*GOAL OF THE EXERCISE*
In the Slovenia travel post, what lowlight is given?

Week 24/25: Slovenia

Highlights – wine, wine and more wine, stunning countryside and opportunities for outdoor pursuits, interesting geological features (karsts and related), small but perfectly formed Ljubljana

Lowlights – we didn’t have enough time to explore this beautiful country

East Slovenia – Wine, walk and bike ride around Maribor

From Croatia we drove north to the northeast corner of Slovenia close to the border of Austria. The eastern end of Slovenia bordering Austria, Hungary and Croatia is less frequented by tourists, however James wanted to check out the famous mountain biking area Maribor, and Aileen was curious about the wines in the area.

*EXTRACTED DATA*
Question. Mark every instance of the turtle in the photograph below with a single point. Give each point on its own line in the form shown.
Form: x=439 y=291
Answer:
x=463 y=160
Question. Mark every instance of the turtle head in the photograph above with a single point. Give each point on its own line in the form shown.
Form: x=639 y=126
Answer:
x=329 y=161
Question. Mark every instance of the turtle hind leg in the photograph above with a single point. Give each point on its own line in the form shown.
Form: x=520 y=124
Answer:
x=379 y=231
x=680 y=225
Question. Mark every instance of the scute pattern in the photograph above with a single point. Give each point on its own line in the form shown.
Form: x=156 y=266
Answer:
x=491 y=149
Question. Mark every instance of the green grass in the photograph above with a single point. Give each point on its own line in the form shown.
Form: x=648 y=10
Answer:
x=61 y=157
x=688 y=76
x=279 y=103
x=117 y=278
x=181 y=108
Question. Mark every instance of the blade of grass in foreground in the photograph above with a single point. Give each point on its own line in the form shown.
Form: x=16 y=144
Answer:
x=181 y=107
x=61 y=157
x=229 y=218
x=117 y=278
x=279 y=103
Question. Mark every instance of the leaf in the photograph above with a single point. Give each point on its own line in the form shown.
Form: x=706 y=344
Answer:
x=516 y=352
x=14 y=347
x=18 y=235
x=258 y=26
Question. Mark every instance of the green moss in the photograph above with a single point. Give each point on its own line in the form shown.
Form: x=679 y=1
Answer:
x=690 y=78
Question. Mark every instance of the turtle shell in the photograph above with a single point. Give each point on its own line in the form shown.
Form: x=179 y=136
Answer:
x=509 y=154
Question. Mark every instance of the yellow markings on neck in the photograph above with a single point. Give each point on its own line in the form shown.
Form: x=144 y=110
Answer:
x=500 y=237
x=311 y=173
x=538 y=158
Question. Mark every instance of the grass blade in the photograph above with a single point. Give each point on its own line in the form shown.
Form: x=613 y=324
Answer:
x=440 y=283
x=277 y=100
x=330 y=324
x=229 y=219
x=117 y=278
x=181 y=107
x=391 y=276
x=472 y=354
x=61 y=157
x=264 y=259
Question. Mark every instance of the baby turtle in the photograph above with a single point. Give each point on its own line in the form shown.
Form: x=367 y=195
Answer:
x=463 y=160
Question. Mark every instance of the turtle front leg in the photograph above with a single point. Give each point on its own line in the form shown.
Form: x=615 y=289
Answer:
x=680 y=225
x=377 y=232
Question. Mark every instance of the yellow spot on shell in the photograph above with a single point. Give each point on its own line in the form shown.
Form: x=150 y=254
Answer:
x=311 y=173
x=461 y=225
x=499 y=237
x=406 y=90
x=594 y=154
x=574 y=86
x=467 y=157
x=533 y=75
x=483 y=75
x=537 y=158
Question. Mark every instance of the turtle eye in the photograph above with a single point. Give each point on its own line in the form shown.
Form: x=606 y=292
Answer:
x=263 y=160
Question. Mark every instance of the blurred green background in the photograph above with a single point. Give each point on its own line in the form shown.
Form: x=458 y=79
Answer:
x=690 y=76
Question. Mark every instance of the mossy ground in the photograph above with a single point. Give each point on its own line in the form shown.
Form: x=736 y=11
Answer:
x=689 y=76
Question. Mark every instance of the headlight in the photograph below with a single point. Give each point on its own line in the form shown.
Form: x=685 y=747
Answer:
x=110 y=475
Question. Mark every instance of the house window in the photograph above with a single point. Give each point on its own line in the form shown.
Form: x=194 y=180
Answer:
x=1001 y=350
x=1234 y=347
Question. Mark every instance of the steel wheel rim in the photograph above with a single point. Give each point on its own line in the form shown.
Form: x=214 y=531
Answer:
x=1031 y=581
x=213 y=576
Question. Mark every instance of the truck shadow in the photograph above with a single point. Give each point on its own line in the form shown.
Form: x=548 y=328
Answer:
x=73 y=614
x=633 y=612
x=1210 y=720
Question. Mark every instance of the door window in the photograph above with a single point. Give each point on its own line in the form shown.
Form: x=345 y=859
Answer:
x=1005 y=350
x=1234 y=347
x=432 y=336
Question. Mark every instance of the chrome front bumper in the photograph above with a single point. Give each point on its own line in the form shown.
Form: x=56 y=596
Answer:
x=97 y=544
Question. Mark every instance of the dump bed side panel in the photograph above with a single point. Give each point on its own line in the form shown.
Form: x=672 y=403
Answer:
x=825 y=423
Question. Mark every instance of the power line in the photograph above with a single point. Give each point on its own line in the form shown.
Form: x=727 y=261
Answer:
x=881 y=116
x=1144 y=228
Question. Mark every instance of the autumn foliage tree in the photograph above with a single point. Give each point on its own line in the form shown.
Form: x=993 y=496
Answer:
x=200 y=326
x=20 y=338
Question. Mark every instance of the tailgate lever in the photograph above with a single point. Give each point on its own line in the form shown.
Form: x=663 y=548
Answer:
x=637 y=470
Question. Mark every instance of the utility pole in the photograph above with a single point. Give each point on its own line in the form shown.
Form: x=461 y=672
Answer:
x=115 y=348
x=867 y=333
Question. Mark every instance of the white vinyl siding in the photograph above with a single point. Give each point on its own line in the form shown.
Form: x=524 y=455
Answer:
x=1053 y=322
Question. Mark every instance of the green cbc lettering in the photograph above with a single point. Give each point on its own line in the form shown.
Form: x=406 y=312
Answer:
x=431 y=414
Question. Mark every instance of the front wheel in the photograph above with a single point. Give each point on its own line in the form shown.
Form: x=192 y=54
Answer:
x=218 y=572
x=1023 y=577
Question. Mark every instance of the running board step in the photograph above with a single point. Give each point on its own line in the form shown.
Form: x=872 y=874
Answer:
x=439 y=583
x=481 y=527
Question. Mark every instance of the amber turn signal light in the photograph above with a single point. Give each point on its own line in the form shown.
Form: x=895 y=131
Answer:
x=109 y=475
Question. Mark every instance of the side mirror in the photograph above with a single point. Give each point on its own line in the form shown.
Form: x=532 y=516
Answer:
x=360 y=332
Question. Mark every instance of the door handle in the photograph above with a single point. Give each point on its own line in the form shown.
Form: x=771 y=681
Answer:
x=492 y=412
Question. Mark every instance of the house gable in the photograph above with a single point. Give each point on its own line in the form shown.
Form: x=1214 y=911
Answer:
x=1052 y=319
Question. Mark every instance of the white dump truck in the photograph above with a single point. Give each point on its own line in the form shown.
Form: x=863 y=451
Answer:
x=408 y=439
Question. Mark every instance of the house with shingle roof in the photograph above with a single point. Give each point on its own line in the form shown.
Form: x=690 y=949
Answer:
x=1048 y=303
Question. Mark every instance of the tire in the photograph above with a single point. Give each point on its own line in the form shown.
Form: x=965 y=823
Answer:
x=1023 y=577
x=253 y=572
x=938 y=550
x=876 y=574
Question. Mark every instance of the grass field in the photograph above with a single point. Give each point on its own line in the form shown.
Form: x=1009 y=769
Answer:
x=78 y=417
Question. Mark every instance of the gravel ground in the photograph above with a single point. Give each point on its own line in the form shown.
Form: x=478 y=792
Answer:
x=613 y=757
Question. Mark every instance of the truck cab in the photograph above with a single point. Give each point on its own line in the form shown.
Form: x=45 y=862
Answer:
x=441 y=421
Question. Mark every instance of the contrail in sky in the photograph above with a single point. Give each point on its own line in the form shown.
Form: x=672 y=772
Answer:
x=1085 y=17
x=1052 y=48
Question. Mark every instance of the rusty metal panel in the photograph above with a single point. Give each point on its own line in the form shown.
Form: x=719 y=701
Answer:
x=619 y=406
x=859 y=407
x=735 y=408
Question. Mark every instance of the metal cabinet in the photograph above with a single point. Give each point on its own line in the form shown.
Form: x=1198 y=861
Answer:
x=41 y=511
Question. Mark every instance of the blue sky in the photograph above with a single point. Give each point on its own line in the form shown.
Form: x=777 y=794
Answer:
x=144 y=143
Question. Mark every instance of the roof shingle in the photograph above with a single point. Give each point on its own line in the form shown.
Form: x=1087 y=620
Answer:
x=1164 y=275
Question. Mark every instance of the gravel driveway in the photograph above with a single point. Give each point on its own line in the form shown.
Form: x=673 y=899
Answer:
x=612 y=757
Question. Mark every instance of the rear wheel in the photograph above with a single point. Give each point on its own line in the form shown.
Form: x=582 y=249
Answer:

*SOLUTION FOR THIS PROBLEM*
There was not enough time to explore this beautiful country.